DIRECTIVE. Please render the data below as a JSON list of strings with one string per line, skipping blank lines. Leave the pictures out.

# Start of DATA SECTION

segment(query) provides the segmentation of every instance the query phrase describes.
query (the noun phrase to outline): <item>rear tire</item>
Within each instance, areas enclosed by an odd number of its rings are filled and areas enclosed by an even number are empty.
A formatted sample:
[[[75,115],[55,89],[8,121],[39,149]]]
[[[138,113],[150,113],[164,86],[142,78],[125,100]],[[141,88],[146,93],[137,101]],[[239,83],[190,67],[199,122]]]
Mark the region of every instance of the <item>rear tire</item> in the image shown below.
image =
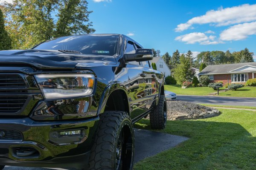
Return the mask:
[[[149,113],[151,128],[154,129],[163,129],[165,128],[167,119],[166,102],[164,95],[160,95],[158,105]]]
[[[128,113],[108,111],[99,117],[91,150],[89,169],[132,170],[134,136]]]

# End of DATA SECTION

WORKED ANSWER.
[
  "segment(query) provides the segmentation of every instance the query phrase describes.",
  "query (the noun phrase to outline): <item>rear tire</item>",
  "Within each instance, areas enclosed by an odd number of its rings are filled and areas enclosed by an even number are empty.",
  "A formatted sample:",
  "[[[75,115],[55,89],[8,121],[39,149]]]",
  "[[[138,113],[150,113],[164,86],[142,78],[125,100]],[[141,88],[146,93],[137,101]],[[239,83],[190,67],[199,122]]]",
  "Mark the region of every instance of the <item>rear tire</item> in the image shown below.",
  "image =",
  "Return the mask:",
  "[[[149,113],[151,128],[154,129],[163,129],[165,128],[167,119],[166,102],[164,95],[160,95],[158,105]]]",
  "[[[128,113],[108,111],[99,117],[91,150],[89,169],[132,170],[134,136]]]"
]